▸ What the exercise asks:
Could you output all of the material below as a numbered list, skipping any blank lines?
>> begin Data for this task
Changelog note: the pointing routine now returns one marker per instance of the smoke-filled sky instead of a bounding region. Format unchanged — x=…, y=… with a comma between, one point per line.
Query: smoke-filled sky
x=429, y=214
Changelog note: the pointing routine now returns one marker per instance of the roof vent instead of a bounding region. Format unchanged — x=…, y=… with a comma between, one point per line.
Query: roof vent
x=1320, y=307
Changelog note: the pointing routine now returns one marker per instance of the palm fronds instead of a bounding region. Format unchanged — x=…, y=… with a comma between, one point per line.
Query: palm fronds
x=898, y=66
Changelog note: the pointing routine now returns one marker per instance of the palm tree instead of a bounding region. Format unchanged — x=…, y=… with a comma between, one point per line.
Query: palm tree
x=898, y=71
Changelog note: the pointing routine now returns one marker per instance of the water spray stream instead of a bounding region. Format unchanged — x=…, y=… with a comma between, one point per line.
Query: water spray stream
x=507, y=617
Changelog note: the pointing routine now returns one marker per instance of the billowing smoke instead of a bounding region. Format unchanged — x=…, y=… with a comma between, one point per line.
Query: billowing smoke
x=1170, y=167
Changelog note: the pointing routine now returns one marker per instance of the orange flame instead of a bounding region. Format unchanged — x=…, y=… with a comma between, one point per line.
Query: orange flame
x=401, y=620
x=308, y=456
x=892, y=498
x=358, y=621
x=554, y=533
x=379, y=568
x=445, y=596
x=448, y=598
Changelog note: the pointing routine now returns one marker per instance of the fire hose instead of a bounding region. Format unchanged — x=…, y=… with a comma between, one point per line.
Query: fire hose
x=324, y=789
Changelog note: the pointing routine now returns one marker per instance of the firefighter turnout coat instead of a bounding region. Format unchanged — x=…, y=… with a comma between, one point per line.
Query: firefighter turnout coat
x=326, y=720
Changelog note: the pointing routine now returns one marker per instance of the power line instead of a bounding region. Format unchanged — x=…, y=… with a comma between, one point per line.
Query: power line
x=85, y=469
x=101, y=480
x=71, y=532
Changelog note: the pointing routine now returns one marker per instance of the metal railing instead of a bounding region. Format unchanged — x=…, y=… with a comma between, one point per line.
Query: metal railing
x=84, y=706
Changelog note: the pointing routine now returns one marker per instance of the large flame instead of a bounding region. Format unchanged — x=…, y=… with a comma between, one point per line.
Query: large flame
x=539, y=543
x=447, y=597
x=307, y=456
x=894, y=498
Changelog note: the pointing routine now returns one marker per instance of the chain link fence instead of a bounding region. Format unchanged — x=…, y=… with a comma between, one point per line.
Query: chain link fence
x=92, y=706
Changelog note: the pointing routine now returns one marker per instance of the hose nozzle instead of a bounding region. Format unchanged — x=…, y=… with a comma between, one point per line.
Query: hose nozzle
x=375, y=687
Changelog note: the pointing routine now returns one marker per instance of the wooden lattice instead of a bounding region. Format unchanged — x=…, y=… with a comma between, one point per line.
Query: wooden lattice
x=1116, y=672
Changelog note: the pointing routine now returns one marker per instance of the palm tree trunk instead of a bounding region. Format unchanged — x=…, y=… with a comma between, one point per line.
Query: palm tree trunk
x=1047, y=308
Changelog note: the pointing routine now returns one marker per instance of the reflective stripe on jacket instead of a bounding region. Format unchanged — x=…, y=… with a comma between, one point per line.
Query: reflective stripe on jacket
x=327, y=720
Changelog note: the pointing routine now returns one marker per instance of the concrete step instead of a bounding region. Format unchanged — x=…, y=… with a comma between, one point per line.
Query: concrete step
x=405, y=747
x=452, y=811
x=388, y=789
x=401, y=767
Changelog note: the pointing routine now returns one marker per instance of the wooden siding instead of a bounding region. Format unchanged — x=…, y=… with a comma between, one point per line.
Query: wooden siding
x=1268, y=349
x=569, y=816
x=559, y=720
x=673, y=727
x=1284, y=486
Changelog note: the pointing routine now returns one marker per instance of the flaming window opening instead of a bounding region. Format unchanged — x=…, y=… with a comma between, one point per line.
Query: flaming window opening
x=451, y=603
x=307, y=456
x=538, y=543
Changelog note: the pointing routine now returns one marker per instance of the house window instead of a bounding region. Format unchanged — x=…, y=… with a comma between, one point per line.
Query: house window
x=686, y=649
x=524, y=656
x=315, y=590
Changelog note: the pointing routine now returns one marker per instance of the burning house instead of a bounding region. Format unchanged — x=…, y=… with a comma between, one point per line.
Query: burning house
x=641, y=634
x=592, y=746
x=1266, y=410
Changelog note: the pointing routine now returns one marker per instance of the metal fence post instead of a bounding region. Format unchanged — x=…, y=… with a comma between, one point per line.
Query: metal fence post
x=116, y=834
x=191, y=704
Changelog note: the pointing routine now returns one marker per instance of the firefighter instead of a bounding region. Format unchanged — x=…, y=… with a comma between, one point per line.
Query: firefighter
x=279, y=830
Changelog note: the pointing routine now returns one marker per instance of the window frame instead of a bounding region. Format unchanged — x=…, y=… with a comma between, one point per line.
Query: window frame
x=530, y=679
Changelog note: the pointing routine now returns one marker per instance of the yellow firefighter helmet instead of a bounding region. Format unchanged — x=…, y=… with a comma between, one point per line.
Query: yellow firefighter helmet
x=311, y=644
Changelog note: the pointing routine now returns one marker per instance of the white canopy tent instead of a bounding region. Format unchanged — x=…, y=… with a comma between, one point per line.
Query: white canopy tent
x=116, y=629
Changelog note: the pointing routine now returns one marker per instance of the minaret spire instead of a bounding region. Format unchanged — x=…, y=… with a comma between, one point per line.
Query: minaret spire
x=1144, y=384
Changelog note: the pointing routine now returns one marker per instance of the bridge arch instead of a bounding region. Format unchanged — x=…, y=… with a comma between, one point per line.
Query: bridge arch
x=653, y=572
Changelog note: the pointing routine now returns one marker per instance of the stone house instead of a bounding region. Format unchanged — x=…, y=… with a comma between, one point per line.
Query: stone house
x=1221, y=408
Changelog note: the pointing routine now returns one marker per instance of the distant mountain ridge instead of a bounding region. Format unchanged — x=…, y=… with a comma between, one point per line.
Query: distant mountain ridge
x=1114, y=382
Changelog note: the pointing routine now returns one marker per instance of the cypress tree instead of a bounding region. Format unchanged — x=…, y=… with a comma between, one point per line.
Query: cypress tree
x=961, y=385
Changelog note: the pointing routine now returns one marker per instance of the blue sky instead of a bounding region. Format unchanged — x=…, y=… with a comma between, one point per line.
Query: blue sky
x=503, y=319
>> end Data for this task
▸ Problem solution:
1. Changelog note: the pointing routine now returns one marker per instance of the smoke-filled sky instead of a bounding region. Format unchanged — x=…, y=… with a comma between, one point per line.
2. Query: smoke-filled sky
3. x=429, y=214
4. Changelog note: the pointing routine now returns one marker per instance of the roof vent instead of a bounding region. Format unchanged — x=…, y=… with a comma between, one point per line.
5. Query: roof vent
6. x=1320, y=307
7. Changelog note: the pointing routine now returns one marker per instance of the palm fronds instead of a bounding region. Format unchanged — x=…, y=… with a comma between, one point per line.
8. Query: palm fronds
9. x=898, y=66
10. Changelog note: the pointing routine now returns one marker per instance of the palm tree instead of a bounding region. Format unchanged — x=…, y=… with a comma between, one point per line.
11. Query: palm tree
12. x=898, y=71
13. Changelog note: the pointing routine now returns one marker per instance of the water spray stream instead of a bounding region. Format unchanged — x=…, y=… with a comma between, one point per line.
14. Query: water spray stream
15. x=507, y=617
16. Changelog note: the pointing routine now returns one marker per instance of the billowing smoke instead of a bounding region. Format unchanged — x=…, y=… with a comma between, one point per line.
17. Query: billowing smoke
18. x=1170, y=167
19. Changelog note: the pointing routine now returns one marker per instance of the orange flame instead of a bounding region. Format unchanged — x=…, y=… with a comma between, one point per line.
20. Query: orange flame
21. x=401, y=620
22. x=308, y=456
23. x=892, y=498
24. x=358, y=621
25. x=554, y=533
26. x=379, y=568
27. x=445, y=596
28. x=448, y=598
29. Changelog note: the pointing routine now returns one marker per instance of the fire hose instead of a bounding region. Format unchanged — x=…, y=… with a comma between, one point per line.
30. Query: fire hose
31. x=324, y=789
32. Changelog note: the pointing routine now returns one marker per instance of the firefighter turnout coat instead of a bounding region. Format unchanged — x=…, y=… with a comma between, one point per line.
33. Query: firefighter turnout coat
34. x=326, y=720
35. Changelog note: the pointing routine now returns one marker per instance of the power line instead of a bounding region. Format unchanged — x=…, y=… with a comma between, one point per line.
36. Query: power line
37. x=85, y=469
38. x=101, y=480
39. x=71, y=532
40. Changelog note: the pointing routine now returns one marker per instance of the metal railing instead of a bounding region. Format unchanged — x=…, y=… with a comma between, one point per line.
41. Query: metal railing
42. x=84, y=706
43. Changelog note: the pointing routine now returns one marker per instance of the large flame instead of a bounding region. Format unchanged — x=…, y=… with a comma between, one point per line.
44. Query: large flame
45. x=539, y=543
46. x=447, y=597
47. x=307, y=456
48. x=894, y=498
49. Changelog note: the pointing routine now returns one marker per instance of the chain link fence instead of a bounding region. Format unchanged — x=…, y=… with a comma between, one point per line.
50. Query: chain link fence
51. x=92, y=706
52. Changelog note: the pointing routine now returns one marker per instance of the hose nozzle instead of a bounding region. Format unchanged — x=…, y=… with a comma between, one point per line.
53. Query: hose nozzle
54. x=375, y=687
55. Changelog note: the pointing routine now returns one marker per instance of the wooden lattice instead of a bounding region. Format unchanged — x=…, y=… with a comma between, one point per line.
56. Query: wooden lattice
57. x=1116, y=672
58. Changelog note: the pointing routine now returns one marker per instance of the palm tree trunk instead of a bounding region. Format unchanged — x=…, y=… with a comma between, one point per line.
59. Query: palm tree trunk
60. x=1047, y=308
61. Changelog note: the pointing routine now returns one marker per instance of the reflective stripe on jacket instead of a bounding region. Format unchanged — x=…, y=… with a comma between, one point per line.
62. Query: reflective stripe on jacket
63. x=327, y=720
64. Changelog note: the pointing routine now returns one marker per instance of the concrete step instead of a bounding region. Format unchanged — x=…, y=… with a comma between, one point per line.
65. Query: concrete step
66. x=405, y=747
67. x=452, y=811
68. x=388, y=789
69. x=401, y=767
70. Changelog note: the pointing routine now returns one marker per instance of the wooden siding instead of a bounding region. Format unchanged — x=…, y=… with a comma between, one point per line.
71. Query: wooden siding
72. x=1268, y=349
73. x=569, y=816
74. x=559, y=720
75. x=673, y=727
76. x=1284, y=486
77. Changelog note: the pointing routine now returns one marker per instance of the flaming window opening instead of a bounding region. Format unchanged — x=…, y=… with a comma between, one point per line.
78. Query: flaming window opening
79. x=451, y=603
80. x=307, y=456
81. x=538, y=543
82. Changelog note: the pointing routine now returns one marker per instance of the house window instead of a bounding region. Format unchanged — x=…, y=… with a comma between, one point per line.
83. Query: house window
84. x=686, y=649
85. x=524, y=656
86. x=315, y=590
87. Changelog note: the pointing routine now returns one marker per instance of the burning house instead of a bounding region. Format unchanged — x=…, y=… with a comma between, one point per line.
88. Query: burning house
89. x=641, y=634
90. x=592, y=746
91. x=1266, y=410
92. Changelog note: the pointing routine now returns one marker per instance of the metal fence post instead of a bounding region. Format unchanged — x=…, y=… with a comma between, one point per line.
93. Query: metal fence post
94. x=116, y=834
95. x=191, y=704
96. Changelog note: the pointing routine now returns one marker per instance of the firefighter instead of a bounding region. Format unchanged — x=…, y=… with a comma between, one point per line.
97. Query: firefighter
98. x=279, y=830
99. Changelog note: the pointing routine now returns one marker per instance of the window frame instead of a bounding region. Format unchanged — x=…, y=… with a comma between, one point per line.
100. Query: window frame
101. x=530, y=679
102. Changelog note: the pointing routine now returns one marker per instance of the yellow firefighter helmet instead of a bounding region. Format unchanged — x=…, y=… with a comma between, one point per line.
103. Query: yellow firefighter helmet
104. x=311, y=644
105. Changelog note: the pointing routine now returns one marker per instance of the white canopy tent instead of a bounding region. Format unchanged — x=…, y=… with a comma between, one point per line.
106. Query: white canopy tent
107. x=116, y=629
108. Changelog note: the pointing routine now returns one marker per instance of the minaret spire instead of a bounding region. Format unchanged — x=…, y=… with a comma between, one point per line.
109. Query: minaret spire
110. x=1144, y=384
111. Changelog note: the pointing routine now returns one marker per instance of the bridge arch instead of a bounding region. Format unchanged — x=…, y=… with a comma between, one point per line.
112. Query: bridge arch
113. x=653, y=572
114. Changelog note: the pointing routine now returns one marker per instance of the stone house instead of a bounding region. Format unchanged — x=…, y=… with a comma between, one point per line.
115. Query: stone house
116. x=1221, y=408
117. Changelog note: the pointing routine now returns one marker per instance of the distant mountain ridge instead of a bounding region. Format unchanged — x=…, y=… with a comma between, one point per line.
118. Query: distant mountain ridge
119. x=1114, y=382
120. Changelog note: the pointing routine now returns one marker per instance of the cypress tree instead of a bounding region. Format unchanged — x=…, y=… with a comma between, one point per line.
121. Query: cypress tree
122. x=961, y=385
123. Changelog note: the pointing routine now returns one marker per instance of the blue sky instead of a bounding region. Format unchanged — x=…, y=… with a comma between, one point per line.
124. Query: blue sky
125. x=503, y=319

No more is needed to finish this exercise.